[start Data for this exercise]
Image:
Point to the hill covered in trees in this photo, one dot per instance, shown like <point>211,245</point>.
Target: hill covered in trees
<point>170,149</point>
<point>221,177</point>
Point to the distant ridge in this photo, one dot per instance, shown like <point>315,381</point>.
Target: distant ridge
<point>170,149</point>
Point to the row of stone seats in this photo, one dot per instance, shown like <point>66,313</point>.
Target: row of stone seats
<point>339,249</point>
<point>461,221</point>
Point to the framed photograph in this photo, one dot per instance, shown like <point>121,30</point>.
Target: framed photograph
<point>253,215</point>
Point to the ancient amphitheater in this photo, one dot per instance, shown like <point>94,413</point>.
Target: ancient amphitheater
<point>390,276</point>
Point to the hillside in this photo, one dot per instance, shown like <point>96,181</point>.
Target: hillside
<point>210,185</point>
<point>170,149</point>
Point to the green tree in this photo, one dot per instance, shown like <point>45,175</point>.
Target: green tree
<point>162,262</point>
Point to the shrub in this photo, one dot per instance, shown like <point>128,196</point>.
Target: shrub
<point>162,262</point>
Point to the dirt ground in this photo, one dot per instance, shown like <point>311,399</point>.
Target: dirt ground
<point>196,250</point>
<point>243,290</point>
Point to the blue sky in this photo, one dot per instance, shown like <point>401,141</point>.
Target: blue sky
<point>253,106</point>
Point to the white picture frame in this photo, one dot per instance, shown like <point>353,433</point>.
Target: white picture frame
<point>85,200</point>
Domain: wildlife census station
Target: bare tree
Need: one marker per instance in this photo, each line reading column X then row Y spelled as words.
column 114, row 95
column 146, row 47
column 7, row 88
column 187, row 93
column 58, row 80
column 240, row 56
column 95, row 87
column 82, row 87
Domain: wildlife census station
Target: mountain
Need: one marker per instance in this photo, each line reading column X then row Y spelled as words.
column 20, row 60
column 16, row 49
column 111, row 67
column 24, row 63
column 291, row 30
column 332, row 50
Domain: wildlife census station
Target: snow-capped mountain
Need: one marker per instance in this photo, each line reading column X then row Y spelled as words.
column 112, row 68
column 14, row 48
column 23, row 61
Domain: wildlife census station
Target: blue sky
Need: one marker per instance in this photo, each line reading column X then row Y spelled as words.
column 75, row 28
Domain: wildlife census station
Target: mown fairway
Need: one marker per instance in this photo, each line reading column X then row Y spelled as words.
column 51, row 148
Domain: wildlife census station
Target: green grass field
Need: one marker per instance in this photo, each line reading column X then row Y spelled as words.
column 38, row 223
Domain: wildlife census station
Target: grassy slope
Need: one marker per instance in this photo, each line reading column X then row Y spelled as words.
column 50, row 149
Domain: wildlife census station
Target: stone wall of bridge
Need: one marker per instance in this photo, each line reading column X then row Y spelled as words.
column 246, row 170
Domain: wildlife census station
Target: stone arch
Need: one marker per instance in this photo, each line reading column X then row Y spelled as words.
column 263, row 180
[end Data for this exercise]
Can you copy every item above line for line, with nothing changed?

__Expected answer__:
Image:
Point to the hill covered in trees in this photo, one dot per instance, shown like <point>211,245</point>.
Target: hill covered in trees
<point>170,149</point>
<point>221,177</point>
Point to the distant ridge in this photo, one dot per instance, shown like <point>315,381</point>.
Target: distant ridge
<point>170,149</point>
Point to the row of stone seats in this photo, one dot per instance, shown like <point>66,313</point>.
Target: row of stone seats
<point>339,249</point>
<point>461,221</point>
Point to the framed photograph in this photo, one dot per instance, shown like <point>121,30</point>.
Target: framed photograph
<point>253,215</point>
Point to the ancient amphitheater in this photo, one dot per instance, shown like <point>94,413</point>.
Target: ancient amphitheater
<point>390,276</point>
Point to the hillside in this photo, one dot per instance, shown like <point>96,181</point>.
Target: hillside
<point>210,185</point>
<point>170,149</point>
Point to the green tree in this photo, one dot per instance, shown like <point>45,175</point>.
Target: green tree
<point>162,262</point>
Point to the shrub in this photo, one dot per instance, shown like <point>128,196</point>.
Target: shrub
<point>162,262</point>
Point to the dirt ground in this photo, one dot per instance, shown like <point>311,399</point>.
Target: dirt ground
<point>196,250</point>
<point>243,290</point>
Point to the blue sky in this photo, one dot per instance, shown like <point>401,141</point>.
Target: blue sky
<point>253,106</point>
Point to the white picture frame in this photo, one dot per instance, shown like <point>353,433</point>.
Target: white picture frame
<point>85,200</point>
Domain: wildlife census station
Target: bare tree
Need: one marker per instance in this photo, each line reading column X then row Y spelled as words.
column 114, row 95
column 146, row 47
column 7, row 88
column 187, row 93
column 58, row 80
column 240, row 56
column 95, row 87
column 82, row 87
Domain: wildlife census station
Target: mountain
Need: one marker per instance in this photo, each line reading column X then row Y spelled as words.
column 20, row 60
column 16, row 49
column 111, row 67
column 24, row 63
column 291, row 30
column 332, row 50
Domain: wildlife census station
Target: snow-capped mountain
Need: one marker per instance in this photo, each line reading column X then row Y spelled as words.
column 112, row 68
column 14, row 48
column 23, row 61
Domain: wildlife census station
Target: blue sky
Need: one marker per instance in this photo, each line reading column X then row Y spelled as words.
column 75, row 28
Domain: wildlife census station
Target: mown fairway
Need: one marker per instance in this photo, each line reading column X then row Y spelled as words.
column 51, row 148
Domain: wildlife census station
Target: green grass field
Need: one marker per instance in this photo, each line reading column X then row Y spelled as words.
column 38, row 223
Domain: wildlife census station
Target: grassy slope
Need: one marker per instance in this photo, each line reading column X then row Y spelled as words.
column 50, row 149
Domain: wildlife census station
Target: stone wall of bridge
Need: one marker per instance in this photo, each line reading column X then row Y spelled as words.
column 246, row 170
Domain: wildlife census station
Target: stone arch
Need: one marker per instance in this photo, each line reading column X then row Y spelled as words.
column 263, row 180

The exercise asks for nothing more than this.